= Фрагмент текста =
####

И наконец, 7 апреля праздник состоялся. Сбор был назначен на раннее утро, на 8 часов, На Таганрогском проспекте прекратилось движение транспорта – он был занят колоннами юных озеленителей. Над колоннами красовались плакаты с названиями гимназий, а также пространные лозунги: «В Ростове-на-Дону душно и пыльно, ветры, мало кислорода, эпидемии, высокий процент смертности. В борьбе с этим бичом нашего города следует сажать деревья, бульвары, скверы, сады и парки». Попадались среди них и лаконичные воззвания. К примеру, такое: «Сажайте деревья! Любите растения!» Возглавлял процессию градоначальник собственной персоной.
В 9 часов коляска с градоначальником тронулась, а за ним – и все шествие, растянутое на несколько кварталов. Зрелище было красивым – за его внешний вид отвечал композитор Михаил Фабианович Гнесин. «Мой проект оформления праздника был полностью воплощен в жизнь,» – вспоминал он впоследствии.
Вскоре колонны пришли к месту будущего парка (на севере города, в то время там была простая степь), но до работы было еще далеко. Первым делом, естественно, отслужили молебен. Потом прослушали торжественную речь градоначальника. Исполнили «Боже, царя храни». И лишь после этого приступили к посадке деревьев.
Больше всего поражает сейчас продолжительность этой работы – всего полчаса. За это время было «освоено» десять тысяч саженцев. После чего – совместный завтрак. Походная постная каша, приготовленная здесь же казаками, бутерброды, лимонад и чай.
* * *
Одна из серьезнейших частей городского хозяйства – освещение улиц. В домах каждый выкручивается как знает. Но об улицах и площадях, особенно о главных, должны заботиться именно городские власти, больше некому. А не позаботишься – глядишь какой-нибудь несчастный обыватель спьяну руки-ноги поломает, или лихой человек у кого кошелек украдет. Греха потом не оберешься. С одной стороны – по начальству затаскают, с другой стороны – пьеса со своими фельетонами, да и вообще – маленький город, все друг друга знают, стыдно, чай, перед своими-то.
Вот и старались – кто во что горазд.
История городского освещения в России, в общем, мало отличается от мировой. Сначала масляные фонари. Затем – керосиновые, спирто-скипидарные. Новая эпоха – газ. Действительно – эпоха. «Камско-Волжская газета» сообщала: Освещение газом – есть одно из последнейших изобретений XIX века, так богатого изобретениями, упростившими и облегчавшими жизнь человека».

####

= Исходные записи =

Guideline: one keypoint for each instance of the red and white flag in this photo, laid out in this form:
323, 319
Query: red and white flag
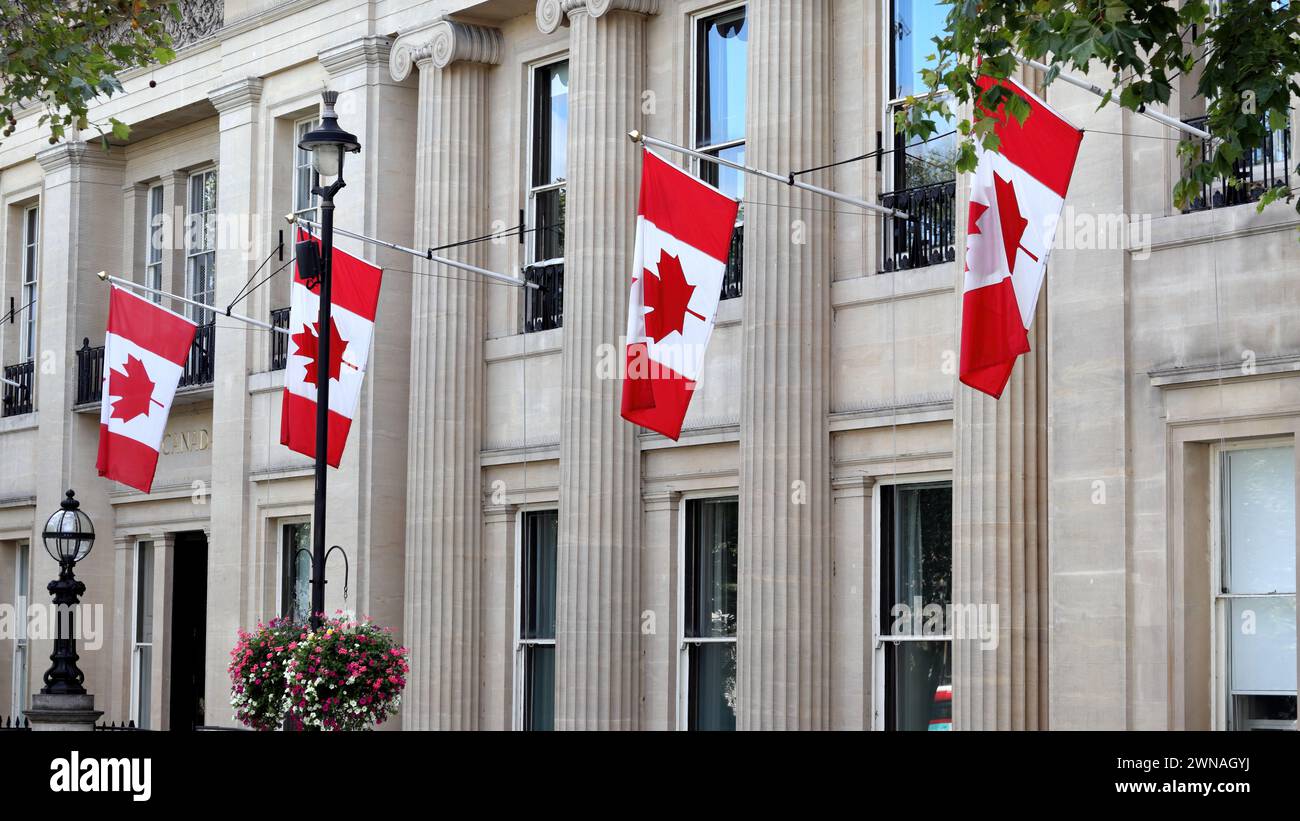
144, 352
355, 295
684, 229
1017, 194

####

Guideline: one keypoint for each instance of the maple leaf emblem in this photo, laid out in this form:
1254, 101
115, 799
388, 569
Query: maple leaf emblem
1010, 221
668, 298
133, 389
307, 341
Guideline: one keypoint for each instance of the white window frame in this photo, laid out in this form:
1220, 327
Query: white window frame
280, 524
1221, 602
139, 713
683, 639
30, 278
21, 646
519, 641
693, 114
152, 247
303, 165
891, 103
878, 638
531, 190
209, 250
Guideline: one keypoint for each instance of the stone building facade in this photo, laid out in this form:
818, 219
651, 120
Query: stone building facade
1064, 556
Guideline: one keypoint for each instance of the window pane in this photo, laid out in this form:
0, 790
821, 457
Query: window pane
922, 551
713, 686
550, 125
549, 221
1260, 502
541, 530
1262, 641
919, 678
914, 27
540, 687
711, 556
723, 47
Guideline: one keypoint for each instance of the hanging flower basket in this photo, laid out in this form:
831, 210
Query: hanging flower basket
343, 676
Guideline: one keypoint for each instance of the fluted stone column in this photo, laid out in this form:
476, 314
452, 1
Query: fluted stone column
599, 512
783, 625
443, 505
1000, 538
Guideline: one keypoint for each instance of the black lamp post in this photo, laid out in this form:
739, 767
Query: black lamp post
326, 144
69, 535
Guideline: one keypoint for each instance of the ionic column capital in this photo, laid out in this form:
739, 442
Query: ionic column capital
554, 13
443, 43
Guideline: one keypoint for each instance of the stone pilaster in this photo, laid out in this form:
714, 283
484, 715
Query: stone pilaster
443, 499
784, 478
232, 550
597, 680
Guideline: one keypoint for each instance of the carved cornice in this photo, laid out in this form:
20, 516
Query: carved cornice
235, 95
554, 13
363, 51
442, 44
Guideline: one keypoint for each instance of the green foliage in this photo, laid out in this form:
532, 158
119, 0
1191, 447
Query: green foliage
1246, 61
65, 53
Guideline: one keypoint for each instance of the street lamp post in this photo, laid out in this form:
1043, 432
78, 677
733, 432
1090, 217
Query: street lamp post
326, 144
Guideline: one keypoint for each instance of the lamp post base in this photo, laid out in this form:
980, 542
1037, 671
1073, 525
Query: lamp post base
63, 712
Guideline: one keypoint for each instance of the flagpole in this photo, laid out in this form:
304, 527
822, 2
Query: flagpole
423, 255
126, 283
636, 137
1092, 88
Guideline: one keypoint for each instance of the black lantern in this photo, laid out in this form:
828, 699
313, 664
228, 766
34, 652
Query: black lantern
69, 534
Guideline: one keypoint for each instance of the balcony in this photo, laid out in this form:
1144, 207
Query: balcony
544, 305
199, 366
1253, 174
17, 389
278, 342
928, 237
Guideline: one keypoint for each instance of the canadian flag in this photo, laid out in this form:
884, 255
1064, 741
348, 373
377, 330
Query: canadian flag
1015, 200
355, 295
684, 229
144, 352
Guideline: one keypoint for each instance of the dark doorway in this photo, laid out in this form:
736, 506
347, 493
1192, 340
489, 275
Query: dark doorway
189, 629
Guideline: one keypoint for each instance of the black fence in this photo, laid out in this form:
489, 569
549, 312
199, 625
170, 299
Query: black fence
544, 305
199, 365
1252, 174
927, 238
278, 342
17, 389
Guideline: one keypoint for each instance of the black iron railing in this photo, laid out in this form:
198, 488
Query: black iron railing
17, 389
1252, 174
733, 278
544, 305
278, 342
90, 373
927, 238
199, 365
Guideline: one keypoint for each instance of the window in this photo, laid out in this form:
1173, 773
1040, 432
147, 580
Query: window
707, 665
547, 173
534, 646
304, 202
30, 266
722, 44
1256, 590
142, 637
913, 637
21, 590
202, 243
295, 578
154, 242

####

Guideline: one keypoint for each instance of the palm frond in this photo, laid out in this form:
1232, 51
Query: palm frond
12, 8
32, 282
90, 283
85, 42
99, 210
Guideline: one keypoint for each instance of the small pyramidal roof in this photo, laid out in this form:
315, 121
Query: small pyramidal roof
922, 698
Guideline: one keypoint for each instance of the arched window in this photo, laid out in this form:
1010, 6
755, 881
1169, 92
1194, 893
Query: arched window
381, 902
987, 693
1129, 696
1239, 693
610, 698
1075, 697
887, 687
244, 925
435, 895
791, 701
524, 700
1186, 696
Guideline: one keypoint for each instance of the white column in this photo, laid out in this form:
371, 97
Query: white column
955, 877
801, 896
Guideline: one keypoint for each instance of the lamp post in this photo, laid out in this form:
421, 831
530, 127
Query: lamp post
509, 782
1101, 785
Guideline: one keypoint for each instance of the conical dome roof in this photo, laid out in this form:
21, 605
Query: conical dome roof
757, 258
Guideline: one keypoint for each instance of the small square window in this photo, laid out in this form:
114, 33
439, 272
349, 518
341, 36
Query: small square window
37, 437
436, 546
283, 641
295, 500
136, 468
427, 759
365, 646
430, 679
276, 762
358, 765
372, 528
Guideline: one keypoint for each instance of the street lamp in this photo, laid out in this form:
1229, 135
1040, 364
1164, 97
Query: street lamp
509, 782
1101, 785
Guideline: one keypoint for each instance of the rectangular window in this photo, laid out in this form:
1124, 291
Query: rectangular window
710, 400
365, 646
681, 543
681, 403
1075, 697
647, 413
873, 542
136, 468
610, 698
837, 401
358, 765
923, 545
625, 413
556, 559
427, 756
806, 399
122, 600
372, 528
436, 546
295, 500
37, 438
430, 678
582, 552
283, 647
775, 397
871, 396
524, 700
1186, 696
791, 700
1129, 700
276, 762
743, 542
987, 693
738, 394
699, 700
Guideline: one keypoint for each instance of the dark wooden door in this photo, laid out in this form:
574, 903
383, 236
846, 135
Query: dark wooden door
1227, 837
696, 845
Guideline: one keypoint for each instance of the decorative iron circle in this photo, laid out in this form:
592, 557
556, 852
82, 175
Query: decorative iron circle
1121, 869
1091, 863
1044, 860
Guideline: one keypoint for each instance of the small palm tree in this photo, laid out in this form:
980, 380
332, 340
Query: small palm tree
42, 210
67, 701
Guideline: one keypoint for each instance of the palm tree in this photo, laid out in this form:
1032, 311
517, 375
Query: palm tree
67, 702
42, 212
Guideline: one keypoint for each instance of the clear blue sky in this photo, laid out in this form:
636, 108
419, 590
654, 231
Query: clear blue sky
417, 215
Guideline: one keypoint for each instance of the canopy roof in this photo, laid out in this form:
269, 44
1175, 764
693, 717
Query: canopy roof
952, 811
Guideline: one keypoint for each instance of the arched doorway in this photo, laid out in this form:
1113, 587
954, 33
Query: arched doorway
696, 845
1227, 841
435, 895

####

= Список заданий =
**A)** Перепишите ту часть фрагмента текста, что начинается со слов «В 9 часов коляска» и заканчивается словами «к посадке деревьев.», заменив в ней «композитор» на «музыкант».
**B)** Сколько строк в записях выше содержат строку «canadian»? Укажите только число.

= Ответы по порядку =
**A)**
В 9 часов коляска с градоначальником тронулась, а за ним – и все шествие, растянутое на несколько кварталов. Зрелище было красивым – за его внешний вид отвечал музыкант Михаил Фабианович Гнесин. «Мой проект оформления праздника был полностью воплощен в жизнь,» – вспоминал он впоследствии.
Вскоре колонны пришли к месту будущего парка (на севере города, в то время там была простая степь), но до работы было еще далеко. Первым делом, естественно, отслужили молебен. Потом прослушали торжественную речь градоначальника. Исполнили «Боже, царя храни». И лишь после этого приступили к посадке деревьев.

**B)** 2